━━━━━ SUPPLIED RECORDS

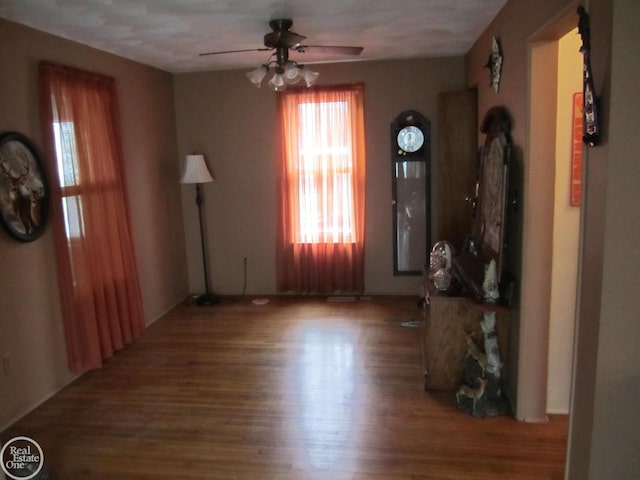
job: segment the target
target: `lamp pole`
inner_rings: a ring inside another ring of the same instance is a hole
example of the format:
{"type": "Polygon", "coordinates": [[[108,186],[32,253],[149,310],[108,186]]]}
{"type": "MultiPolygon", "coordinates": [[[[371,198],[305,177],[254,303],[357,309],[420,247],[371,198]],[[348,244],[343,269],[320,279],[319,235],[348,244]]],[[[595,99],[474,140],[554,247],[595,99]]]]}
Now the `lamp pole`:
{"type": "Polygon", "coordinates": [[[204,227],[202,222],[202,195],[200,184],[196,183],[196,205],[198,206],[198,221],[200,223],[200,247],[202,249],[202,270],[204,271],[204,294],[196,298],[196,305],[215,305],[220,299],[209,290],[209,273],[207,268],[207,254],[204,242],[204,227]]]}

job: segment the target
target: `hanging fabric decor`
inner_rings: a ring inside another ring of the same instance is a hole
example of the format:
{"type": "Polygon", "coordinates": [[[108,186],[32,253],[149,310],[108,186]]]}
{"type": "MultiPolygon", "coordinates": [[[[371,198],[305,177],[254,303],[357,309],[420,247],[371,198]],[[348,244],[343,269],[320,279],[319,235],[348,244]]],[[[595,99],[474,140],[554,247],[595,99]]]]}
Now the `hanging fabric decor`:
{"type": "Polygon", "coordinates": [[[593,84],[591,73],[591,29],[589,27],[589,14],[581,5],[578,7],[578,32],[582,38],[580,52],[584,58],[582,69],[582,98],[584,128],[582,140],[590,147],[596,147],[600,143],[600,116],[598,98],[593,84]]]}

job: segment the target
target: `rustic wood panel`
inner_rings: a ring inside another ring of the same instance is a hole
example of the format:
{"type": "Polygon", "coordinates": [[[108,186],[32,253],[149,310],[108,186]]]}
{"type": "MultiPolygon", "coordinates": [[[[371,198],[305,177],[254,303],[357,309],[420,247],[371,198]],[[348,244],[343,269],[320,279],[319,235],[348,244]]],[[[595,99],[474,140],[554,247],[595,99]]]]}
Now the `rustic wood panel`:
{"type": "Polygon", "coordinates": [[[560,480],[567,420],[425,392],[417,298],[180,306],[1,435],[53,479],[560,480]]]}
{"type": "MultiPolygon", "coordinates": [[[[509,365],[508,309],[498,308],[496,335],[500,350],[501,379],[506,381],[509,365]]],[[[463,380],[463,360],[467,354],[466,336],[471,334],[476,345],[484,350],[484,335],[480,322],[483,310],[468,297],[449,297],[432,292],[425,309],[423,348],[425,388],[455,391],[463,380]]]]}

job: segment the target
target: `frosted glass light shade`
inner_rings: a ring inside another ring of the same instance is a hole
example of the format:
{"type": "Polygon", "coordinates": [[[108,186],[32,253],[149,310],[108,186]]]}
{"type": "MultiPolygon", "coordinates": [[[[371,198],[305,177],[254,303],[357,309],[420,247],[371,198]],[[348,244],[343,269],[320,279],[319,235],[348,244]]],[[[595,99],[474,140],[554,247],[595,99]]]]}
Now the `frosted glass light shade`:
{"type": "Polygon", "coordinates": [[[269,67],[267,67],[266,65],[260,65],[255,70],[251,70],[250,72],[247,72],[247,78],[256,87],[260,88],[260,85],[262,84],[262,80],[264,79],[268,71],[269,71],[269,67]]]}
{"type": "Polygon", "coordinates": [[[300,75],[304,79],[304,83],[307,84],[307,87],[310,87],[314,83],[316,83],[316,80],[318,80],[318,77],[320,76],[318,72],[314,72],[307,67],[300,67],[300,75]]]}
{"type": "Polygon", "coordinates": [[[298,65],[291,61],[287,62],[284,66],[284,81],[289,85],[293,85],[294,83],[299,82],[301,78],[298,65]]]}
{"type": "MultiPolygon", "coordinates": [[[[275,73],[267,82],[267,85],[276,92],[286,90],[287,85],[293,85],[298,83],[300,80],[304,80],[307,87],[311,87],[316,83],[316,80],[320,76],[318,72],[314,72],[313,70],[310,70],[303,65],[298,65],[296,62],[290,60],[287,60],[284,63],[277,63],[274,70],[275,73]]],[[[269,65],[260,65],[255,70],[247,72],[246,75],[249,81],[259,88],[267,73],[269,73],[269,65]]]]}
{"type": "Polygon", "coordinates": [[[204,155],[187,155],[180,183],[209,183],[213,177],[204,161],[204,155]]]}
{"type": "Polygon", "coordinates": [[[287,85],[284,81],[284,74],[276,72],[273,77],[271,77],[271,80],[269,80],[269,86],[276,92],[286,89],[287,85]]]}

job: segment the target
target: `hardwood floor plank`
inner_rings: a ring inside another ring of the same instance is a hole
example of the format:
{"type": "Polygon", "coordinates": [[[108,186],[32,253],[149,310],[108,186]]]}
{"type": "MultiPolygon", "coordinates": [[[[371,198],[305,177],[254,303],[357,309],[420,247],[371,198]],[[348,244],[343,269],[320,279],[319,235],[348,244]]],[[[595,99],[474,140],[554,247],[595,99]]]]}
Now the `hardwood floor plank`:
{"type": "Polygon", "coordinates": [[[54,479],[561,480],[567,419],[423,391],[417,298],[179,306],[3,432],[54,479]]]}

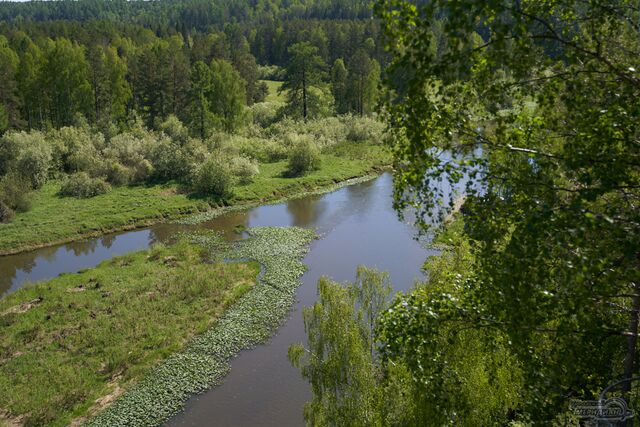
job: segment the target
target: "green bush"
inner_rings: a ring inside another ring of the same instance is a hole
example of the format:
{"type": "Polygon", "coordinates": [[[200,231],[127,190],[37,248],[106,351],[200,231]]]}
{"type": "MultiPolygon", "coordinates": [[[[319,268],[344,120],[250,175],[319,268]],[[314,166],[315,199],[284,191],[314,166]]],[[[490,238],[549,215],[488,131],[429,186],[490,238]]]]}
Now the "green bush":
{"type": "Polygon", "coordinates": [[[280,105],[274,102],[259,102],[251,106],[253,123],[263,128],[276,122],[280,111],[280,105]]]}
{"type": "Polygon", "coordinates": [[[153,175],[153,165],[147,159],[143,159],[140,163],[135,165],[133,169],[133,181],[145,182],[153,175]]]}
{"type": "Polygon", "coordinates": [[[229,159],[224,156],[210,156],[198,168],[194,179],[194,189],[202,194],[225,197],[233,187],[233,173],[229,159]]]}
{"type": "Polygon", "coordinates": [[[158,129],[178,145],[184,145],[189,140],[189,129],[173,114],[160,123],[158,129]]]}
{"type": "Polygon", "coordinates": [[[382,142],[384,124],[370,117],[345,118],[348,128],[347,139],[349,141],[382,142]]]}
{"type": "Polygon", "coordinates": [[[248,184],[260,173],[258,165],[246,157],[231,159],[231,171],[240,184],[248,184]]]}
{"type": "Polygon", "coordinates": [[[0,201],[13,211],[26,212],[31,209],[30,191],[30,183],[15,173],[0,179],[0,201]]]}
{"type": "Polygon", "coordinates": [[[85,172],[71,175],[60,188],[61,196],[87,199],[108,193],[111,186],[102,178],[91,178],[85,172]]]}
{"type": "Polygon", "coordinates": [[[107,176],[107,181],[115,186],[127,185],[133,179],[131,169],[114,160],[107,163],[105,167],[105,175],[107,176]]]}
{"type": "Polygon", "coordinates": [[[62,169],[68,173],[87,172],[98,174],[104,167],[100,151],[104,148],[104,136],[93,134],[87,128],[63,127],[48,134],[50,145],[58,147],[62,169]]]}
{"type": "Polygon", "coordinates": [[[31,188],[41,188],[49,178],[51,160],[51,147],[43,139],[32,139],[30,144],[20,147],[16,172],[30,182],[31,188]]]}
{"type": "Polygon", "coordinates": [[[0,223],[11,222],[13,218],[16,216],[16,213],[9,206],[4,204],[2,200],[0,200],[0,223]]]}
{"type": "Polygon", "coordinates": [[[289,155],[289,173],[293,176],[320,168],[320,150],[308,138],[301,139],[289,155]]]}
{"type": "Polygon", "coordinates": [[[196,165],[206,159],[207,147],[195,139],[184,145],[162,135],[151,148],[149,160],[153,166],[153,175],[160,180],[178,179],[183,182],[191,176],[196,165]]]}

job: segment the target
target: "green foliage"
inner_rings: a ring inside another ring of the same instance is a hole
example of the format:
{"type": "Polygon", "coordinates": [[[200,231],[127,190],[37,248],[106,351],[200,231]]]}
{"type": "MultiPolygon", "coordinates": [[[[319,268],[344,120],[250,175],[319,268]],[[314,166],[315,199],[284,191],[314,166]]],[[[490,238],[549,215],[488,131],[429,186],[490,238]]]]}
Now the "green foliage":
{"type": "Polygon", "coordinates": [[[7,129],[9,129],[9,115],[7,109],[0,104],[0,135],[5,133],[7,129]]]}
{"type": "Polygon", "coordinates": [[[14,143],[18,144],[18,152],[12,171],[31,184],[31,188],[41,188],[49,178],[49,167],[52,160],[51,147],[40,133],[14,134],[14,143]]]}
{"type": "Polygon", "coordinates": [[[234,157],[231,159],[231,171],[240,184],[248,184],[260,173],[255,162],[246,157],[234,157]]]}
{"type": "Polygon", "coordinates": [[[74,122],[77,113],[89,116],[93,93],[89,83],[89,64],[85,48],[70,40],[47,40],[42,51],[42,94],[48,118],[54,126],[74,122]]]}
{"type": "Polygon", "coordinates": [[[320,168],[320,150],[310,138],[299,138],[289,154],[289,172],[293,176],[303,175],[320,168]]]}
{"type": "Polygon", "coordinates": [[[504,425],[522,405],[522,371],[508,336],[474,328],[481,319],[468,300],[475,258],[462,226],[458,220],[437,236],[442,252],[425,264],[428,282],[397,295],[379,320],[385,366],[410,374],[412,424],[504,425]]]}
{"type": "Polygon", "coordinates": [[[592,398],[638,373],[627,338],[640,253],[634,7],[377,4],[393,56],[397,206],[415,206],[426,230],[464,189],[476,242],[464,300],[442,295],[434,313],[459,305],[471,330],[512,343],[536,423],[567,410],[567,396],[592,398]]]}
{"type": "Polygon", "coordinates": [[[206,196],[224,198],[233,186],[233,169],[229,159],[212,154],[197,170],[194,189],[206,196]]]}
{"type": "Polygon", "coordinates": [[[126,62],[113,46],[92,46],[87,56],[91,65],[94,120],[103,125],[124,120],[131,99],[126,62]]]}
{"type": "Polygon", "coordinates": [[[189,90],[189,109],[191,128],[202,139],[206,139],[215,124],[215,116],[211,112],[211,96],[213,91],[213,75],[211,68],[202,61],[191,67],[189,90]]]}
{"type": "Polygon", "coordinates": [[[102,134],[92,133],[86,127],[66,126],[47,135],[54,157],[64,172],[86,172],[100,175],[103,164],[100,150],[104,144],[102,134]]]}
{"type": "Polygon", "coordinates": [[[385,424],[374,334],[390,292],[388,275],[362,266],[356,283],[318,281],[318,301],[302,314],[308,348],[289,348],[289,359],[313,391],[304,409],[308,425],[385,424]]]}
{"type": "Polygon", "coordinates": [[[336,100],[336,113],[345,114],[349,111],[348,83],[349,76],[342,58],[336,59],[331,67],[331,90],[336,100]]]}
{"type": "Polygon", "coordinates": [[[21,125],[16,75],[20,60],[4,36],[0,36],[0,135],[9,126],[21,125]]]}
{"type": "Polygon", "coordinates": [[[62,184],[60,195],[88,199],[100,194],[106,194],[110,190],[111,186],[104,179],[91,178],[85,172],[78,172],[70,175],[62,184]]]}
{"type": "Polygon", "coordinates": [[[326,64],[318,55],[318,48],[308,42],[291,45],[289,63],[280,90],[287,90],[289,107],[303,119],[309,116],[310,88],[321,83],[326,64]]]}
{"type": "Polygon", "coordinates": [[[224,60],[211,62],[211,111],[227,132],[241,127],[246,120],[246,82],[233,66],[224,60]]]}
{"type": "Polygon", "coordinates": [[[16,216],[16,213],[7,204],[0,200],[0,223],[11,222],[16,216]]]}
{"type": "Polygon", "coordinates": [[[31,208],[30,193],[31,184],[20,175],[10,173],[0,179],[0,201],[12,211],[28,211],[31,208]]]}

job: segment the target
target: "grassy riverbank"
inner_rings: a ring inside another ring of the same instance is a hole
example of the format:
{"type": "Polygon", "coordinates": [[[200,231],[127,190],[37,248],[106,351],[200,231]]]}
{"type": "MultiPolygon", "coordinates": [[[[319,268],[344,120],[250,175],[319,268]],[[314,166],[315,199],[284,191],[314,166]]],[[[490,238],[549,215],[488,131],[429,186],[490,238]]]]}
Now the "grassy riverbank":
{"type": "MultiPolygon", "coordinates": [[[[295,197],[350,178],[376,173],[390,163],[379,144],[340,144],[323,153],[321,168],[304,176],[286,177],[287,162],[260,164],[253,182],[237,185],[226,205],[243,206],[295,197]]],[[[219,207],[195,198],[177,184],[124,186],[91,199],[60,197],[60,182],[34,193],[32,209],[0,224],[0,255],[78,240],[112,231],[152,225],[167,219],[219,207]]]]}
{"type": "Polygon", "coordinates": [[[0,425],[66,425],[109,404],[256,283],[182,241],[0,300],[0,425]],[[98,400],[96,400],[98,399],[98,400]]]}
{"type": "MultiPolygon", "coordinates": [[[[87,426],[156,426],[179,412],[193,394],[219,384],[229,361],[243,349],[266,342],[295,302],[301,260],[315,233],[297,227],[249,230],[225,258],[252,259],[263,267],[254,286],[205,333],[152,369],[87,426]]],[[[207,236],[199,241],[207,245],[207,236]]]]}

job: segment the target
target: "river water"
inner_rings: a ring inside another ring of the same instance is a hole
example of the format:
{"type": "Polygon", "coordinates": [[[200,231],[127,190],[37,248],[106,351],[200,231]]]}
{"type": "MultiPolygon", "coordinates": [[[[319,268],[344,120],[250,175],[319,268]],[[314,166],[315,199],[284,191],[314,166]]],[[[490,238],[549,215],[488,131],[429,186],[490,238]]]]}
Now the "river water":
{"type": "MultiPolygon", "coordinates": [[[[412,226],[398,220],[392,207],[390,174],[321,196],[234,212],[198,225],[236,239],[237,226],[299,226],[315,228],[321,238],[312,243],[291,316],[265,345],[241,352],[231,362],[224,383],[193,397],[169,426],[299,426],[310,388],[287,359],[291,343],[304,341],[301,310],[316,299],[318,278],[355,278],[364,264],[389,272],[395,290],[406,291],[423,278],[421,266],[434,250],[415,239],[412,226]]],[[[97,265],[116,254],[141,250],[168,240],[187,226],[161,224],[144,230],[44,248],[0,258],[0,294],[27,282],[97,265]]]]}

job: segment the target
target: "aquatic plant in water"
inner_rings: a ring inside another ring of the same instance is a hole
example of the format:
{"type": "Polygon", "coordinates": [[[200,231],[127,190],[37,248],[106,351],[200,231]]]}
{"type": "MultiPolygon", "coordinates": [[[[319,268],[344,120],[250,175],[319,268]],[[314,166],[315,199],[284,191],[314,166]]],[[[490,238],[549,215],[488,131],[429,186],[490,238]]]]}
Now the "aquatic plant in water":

━━━━━━━━━━

What lines in the records above include the string "aquatic"? Copy each one.

SOLUTION BELOW
target: "aquatic plant in water"
Now the "aquatic plant in water":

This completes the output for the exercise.